| Prompt |
Quote exactly, and only, the lines from the one with "Please provide the mask of every instance of the white" through the end of the listing.

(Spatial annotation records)
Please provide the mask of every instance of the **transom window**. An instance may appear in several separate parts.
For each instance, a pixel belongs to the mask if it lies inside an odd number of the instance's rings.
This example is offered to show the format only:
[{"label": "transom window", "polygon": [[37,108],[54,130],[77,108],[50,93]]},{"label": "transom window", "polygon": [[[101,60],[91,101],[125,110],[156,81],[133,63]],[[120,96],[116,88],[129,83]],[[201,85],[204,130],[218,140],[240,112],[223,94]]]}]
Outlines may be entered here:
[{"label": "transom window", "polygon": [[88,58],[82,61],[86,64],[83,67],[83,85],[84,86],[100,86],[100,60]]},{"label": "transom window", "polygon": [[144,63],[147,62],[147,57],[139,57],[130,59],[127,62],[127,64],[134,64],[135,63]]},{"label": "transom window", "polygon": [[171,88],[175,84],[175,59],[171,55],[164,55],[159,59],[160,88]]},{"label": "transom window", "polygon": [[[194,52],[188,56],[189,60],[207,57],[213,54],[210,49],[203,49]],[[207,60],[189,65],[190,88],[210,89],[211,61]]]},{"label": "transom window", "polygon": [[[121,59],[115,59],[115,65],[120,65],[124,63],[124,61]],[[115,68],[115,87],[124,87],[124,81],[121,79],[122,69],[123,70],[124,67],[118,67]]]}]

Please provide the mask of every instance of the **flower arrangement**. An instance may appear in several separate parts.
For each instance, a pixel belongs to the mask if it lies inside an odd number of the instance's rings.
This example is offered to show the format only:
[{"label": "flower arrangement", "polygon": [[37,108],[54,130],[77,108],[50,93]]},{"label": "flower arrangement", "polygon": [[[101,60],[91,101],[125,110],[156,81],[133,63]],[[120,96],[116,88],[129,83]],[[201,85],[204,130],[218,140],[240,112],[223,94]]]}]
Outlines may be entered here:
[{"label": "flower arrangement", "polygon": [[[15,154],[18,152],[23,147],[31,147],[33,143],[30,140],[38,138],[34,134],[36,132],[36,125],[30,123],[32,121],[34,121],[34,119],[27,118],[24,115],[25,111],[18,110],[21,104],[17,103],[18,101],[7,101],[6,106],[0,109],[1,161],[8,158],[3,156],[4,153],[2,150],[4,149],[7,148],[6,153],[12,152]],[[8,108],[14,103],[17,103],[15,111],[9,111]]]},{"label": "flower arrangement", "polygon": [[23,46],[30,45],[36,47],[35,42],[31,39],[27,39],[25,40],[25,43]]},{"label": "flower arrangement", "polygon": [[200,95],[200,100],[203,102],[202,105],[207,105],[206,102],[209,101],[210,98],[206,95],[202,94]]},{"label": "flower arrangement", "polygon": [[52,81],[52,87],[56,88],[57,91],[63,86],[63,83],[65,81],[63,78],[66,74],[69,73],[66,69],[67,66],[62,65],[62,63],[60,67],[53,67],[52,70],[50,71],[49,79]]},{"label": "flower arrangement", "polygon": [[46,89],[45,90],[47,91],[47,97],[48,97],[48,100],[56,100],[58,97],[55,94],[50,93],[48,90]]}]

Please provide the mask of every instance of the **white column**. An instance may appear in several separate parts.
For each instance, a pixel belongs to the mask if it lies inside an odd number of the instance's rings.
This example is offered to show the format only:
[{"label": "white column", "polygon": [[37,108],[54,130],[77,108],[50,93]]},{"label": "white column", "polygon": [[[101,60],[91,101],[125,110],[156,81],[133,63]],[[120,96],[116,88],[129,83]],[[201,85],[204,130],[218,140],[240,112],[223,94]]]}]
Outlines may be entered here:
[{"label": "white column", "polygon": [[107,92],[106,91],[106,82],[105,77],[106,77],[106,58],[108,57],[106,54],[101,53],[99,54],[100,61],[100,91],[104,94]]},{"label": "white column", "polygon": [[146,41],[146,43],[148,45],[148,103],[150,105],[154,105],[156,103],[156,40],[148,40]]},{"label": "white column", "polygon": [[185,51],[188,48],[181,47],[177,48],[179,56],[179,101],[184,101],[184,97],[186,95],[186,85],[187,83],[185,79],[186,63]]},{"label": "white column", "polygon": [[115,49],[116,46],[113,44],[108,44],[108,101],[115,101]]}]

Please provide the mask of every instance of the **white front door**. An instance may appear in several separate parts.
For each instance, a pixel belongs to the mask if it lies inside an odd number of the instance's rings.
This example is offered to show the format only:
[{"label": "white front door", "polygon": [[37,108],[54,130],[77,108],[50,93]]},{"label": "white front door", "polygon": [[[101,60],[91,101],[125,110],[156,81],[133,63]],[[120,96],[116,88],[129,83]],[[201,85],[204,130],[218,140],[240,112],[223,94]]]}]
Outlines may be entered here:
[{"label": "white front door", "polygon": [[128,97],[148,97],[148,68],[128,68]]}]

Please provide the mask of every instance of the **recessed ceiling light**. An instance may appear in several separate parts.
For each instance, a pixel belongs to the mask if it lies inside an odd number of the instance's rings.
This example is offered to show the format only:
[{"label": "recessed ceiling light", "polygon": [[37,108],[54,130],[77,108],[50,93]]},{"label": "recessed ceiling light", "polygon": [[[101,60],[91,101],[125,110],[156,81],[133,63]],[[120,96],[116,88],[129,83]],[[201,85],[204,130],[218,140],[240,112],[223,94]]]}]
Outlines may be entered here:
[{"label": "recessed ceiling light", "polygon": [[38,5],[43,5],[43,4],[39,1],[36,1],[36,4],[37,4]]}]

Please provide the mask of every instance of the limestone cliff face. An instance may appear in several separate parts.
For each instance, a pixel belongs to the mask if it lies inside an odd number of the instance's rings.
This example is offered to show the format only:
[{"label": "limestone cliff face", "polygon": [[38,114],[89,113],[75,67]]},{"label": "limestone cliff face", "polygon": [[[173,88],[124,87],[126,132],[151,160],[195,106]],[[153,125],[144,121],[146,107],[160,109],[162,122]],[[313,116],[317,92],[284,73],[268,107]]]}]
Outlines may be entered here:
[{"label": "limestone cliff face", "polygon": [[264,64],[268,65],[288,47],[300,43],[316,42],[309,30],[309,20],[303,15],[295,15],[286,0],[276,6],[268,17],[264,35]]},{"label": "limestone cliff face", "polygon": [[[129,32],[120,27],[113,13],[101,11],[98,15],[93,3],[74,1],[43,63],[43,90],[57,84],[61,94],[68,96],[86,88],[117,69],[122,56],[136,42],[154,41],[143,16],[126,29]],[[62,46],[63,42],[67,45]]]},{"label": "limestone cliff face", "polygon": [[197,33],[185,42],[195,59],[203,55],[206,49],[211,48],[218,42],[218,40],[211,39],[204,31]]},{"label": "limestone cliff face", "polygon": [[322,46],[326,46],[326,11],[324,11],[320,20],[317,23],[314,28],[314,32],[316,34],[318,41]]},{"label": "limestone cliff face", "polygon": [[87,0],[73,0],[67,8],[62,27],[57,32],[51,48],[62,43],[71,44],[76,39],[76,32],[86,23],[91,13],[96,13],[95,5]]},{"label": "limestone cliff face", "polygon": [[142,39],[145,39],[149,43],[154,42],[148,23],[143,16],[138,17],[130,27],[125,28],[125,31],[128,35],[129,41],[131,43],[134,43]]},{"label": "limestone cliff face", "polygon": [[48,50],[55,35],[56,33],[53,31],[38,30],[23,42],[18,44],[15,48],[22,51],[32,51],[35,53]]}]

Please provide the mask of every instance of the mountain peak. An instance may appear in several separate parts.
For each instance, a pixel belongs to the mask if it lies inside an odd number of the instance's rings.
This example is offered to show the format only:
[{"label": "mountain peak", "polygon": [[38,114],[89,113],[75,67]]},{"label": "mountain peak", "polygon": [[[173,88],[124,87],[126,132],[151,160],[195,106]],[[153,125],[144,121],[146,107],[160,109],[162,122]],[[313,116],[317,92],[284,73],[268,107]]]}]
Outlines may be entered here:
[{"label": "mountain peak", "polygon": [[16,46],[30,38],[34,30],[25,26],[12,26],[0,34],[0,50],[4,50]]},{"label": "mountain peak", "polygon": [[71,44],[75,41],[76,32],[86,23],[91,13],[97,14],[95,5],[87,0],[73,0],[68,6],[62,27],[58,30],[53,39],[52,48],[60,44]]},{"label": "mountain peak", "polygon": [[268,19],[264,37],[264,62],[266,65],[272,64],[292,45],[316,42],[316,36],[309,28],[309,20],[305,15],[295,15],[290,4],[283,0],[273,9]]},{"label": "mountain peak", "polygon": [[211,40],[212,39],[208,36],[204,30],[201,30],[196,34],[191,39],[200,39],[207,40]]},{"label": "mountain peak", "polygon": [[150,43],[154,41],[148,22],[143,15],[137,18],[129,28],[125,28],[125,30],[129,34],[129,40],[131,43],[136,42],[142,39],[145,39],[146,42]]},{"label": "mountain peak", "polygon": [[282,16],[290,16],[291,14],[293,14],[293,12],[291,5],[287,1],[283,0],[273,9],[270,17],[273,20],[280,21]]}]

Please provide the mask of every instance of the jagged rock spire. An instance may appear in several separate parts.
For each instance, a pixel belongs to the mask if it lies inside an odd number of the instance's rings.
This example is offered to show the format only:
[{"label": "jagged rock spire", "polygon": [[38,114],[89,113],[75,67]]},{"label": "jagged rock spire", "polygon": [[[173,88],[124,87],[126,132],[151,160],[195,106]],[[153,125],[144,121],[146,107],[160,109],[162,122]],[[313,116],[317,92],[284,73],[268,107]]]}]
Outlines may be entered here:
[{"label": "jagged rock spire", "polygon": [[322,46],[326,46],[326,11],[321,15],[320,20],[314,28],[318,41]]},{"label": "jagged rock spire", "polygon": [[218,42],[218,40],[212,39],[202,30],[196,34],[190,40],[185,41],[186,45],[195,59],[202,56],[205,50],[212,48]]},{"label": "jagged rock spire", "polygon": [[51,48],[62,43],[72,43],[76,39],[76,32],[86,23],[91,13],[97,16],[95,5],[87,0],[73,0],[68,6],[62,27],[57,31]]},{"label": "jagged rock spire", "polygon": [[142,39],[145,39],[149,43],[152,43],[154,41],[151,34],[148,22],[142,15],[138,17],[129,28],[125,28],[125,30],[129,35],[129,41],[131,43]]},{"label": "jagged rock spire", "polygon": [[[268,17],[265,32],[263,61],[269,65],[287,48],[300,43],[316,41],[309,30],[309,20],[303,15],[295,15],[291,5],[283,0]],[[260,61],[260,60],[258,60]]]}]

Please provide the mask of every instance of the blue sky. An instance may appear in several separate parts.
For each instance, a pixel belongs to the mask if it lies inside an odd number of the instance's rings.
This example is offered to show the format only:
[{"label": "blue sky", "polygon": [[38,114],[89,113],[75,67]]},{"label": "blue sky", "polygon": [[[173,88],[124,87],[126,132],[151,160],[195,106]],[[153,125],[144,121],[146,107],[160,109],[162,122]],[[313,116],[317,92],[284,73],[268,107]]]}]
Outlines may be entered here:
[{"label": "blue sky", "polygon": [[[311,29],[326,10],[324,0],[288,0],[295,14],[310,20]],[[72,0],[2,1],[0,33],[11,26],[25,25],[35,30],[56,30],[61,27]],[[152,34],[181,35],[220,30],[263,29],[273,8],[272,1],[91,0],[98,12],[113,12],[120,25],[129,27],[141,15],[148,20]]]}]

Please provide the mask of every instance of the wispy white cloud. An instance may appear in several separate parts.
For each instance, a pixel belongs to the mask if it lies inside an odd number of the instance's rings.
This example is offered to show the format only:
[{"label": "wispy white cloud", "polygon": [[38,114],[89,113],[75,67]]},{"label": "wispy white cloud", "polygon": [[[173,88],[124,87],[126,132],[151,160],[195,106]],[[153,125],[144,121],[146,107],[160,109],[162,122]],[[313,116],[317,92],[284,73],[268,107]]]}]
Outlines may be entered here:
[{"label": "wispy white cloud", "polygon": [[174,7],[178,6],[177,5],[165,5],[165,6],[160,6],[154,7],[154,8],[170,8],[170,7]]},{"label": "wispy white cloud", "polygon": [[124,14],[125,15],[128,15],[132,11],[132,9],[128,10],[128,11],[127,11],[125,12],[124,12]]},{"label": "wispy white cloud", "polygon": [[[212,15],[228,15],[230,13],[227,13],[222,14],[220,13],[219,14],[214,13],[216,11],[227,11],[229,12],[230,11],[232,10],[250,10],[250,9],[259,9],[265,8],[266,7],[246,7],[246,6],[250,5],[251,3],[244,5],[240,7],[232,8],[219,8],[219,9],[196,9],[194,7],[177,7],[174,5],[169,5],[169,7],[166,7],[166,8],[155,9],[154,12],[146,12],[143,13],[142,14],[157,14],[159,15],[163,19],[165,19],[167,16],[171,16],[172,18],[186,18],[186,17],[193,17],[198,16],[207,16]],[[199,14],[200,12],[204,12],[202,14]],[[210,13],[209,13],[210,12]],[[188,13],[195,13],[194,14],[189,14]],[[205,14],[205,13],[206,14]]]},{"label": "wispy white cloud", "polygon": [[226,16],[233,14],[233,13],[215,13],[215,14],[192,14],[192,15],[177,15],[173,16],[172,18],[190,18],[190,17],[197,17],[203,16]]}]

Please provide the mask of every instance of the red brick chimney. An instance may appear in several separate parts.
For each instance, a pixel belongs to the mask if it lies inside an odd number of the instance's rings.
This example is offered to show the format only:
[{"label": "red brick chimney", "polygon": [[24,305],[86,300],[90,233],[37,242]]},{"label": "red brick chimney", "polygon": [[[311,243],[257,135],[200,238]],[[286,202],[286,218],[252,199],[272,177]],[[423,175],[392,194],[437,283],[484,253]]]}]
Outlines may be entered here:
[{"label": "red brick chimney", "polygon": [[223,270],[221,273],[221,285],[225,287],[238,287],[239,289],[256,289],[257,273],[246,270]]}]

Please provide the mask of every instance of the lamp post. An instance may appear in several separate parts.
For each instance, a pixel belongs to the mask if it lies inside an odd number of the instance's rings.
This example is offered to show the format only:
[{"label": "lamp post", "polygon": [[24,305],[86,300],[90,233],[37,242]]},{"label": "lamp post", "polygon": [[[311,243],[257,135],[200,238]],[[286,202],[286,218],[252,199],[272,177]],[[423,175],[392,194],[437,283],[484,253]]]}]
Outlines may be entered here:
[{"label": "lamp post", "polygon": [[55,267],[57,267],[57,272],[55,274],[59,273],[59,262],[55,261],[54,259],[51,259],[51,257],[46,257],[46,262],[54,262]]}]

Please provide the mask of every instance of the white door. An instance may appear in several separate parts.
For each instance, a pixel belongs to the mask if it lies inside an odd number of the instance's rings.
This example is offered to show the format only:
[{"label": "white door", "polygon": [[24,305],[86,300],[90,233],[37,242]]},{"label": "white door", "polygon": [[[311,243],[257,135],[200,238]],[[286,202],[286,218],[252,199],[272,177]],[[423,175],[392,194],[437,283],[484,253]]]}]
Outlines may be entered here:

| Answer to this task |
Please provide the mask of every instance of the white door. An instance may appear in several separate parts.
For each instance, a pixel belongs to the mask if it lies inside an odd number of the instance's rings.
This example is offered to show the format only:
[{"label": "white door", "polygon": [[24,305],[86,300],[90,233],[37,242]]},{"label": "white door", "polygon": [[[311,243],[257,135],[200,238]],[[286,202],[286,218],[252,199],[272,177]],[[423,175],[392,194],[437,283],[484,253]]]}]
Outlines may be entered here:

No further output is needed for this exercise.